Given request a:
In the rows, running from the line with "the woman's torso" through the end of the rows, replace "court snapshot" with "court frame" and give those lines back with nothing else altered.

Text segment:
================================

As I said, I plan to give it my best shot. Success being far from guaranteed...but I have to do what I can. At the end of the day, getting the water straight is more of a challenge then simply feeding some corals. So, I am cautiously optimistic.
I have to say, I do think these things are pretty (in the pictures. The actual corals I currently have look like small sticks). So I hope I'm successful with them.
Elricsfate
03/04/2017, 04:31 PM
Temp 76.8---raise a degree
pH 7.97---ok: it fluctuates wildly during the day, rarely matters.
Salinity 37.3 (1.026-1.027 at that temp)
Ammo: 0
Nitrite: .5
Nitrate: 10-20 (Hard to read the gradient) water change will help sink that. 5 is better.
dkh 11.7: that's high. let it sink to 8.3, then raise the mg to 1350 and cal to 420 and see if it'll stabilize. It WILL fall with the mg below 1200, as it is.
Mag 1080
cal 320
I want to say that it is helpful to me (and I am sure others) to have you go point by point and suggest things.
As I know you know, starting out this can be a bit overwhelming. So I appreciate the inputs. I will do a WC, up the temp, and post here again in a day or two.
crabbydan
03/04/2017, 11:07 PM
Will join in tomorrow morning. SK8R... May I ask what test kits you use for each test? Not asking for debates on what the best kit/s are just curious what you use?
I use Salifert: numeric results for alk-cal-mg; nitrate is still color match. And past your cycle, pool test strips for the ammonia; if the strip reacts, that's enough to know---there's a problem.
crabbydan
03/05/2017, 07:56 PM
Ok I was shocked at my results and I admit I have not tested in months and by the look of the exp dates on my test bottles maybe a year.

================================

Material to process:
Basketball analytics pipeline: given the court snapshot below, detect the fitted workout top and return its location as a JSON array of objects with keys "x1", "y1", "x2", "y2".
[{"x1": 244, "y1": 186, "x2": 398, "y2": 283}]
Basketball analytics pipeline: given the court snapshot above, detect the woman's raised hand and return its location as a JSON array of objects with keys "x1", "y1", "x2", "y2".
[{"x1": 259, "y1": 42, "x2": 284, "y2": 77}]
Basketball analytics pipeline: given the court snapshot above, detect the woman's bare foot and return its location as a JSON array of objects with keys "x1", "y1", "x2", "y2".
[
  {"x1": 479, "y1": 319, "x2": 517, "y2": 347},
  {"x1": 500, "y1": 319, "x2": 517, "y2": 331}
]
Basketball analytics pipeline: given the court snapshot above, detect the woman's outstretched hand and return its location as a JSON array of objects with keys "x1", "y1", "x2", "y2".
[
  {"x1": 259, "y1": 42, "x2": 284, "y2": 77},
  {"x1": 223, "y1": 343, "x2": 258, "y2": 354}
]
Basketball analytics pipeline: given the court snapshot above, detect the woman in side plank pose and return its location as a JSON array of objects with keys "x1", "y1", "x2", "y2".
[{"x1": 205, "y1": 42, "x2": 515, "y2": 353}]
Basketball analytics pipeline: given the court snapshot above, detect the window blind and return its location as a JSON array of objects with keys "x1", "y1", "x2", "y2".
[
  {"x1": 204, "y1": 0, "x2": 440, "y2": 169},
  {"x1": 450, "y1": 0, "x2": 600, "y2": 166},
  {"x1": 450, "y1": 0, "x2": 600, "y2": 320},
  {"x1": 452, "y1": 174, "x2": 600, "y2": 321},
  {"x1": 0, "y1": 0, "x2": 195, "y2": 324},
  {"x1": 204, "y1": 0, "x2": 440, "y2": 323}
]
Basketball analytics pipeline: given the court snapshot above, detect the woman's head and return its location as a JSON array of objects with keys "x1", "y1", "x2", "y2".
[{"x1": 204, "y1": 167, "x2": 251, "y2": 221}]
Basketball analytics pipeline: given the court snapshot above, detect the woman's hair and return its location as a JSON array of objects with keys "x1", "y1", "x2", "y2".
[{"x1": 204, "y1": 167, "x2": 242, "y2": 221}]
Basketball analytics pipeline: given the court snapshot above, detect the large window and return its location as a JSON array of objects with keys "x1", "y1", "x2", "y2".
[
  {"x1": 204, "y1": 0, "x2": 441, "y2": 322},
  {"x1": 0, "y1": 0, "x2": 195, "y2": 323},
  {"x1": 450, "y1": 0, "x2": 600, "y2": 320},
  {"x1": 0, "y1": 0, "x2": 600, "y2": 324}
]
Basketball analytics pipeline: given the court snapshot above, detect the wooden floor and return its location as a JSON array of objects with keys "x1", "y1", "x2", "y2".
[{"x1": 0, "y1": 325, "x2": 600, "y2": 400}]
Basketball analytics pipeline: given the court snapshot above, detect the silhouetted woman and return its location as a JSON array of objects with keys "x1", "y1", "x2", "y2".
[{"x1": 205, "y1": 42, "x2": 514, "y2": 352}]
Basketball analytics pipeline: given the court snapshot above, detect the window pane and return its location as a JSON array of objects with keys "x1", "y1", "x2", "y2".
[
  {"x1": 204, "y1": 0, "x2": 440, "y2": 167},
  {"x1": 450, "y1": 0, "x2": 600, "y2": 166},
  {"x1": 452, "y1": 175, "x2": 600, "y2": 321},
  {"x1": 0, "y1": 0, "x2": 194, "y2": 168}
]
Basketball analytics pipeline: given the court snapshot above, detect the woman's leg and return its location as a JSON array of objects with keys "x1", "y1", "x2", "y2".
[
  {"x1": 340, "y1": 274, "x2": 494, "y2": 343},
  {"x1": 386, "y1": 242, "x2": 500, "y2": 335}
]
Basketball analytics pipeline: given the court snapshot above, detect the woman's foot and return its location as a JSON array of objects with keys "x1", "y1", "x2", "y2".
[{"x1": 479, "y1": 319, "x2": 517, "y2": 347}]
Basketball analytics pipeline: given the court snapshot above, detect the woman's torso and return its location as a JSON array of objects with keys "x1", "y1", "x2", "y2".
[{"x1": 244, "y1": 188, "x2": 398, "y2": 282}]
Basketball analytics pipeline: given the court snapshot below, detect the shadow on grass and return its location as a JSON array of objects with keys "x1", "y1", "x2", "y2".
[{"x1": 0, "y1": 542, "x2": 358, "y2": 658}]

================================

Given request b:
Carry on the reef tank forum thread from the point where it stops.

Exercise response a:
Basketball analytics pipeline: given the court frame above, detect the woman's torso and return its location as a JSON array of objects with keys "x1", "y1", "x2", "y2".
[{"x1": 244, "y1": 188, "x2": 398, "y2": 282}]
Basketball analytics pipeline: given the court frame below, detect the shadow on grass and return its location as a JSON array of objects with keys "x1", "y1", "x2", "y2".
[{"x1": 0, "y1": 542, "x2": 358, "y2": 658}]

Exercise response b:
All test with API except Salinity is with a refractometer
and Mag was with salifert test says expired 12/2016
salinity 1.025
temperature: 77 to 78
ammonia: 0 - 0.25 had a turbo snail recently die and omg smell.
Nitrite 0
nitrate: 5.0
alkalinity: 10dkh or 179 ppm KH
calcium: 340
magnesium: 890
PH 8.0
My area AZ has very hard water, my water softner died and I am sure this has an impact even though I use RODI with an extra sediment filter on the front and an extra DI chamber on the end.
Side notes I am going to get some new test kits as my api kits are all over a year old.
Tank info 105 dsa.
Snails no crabs. one bta, 12 headed duncan, small 2 headed torch. several zoas. Duncan grows started as 3 heads everything else stays about the same except one kind of green zoa grows everywhere. Sump has refugium section sand live rock little chateo little red cyno. Skimmer vertex omega 150. lights 2 kessil 360w.
Fish and inverts; 3 peppermint shrimp, 1 cleaner shrimp, pistol shrimp and orange spotted goby, green clown goby, blue neon striped goby, captive bred coral beauty no more than 1 inch long, royal gramma, ocellaris clown.
Also I am happy with my tank but do want to take it to the next level for corals. Not sure where to start first on fixing that mag, cal and is kh off too? should that be a new thread? also pics to follow.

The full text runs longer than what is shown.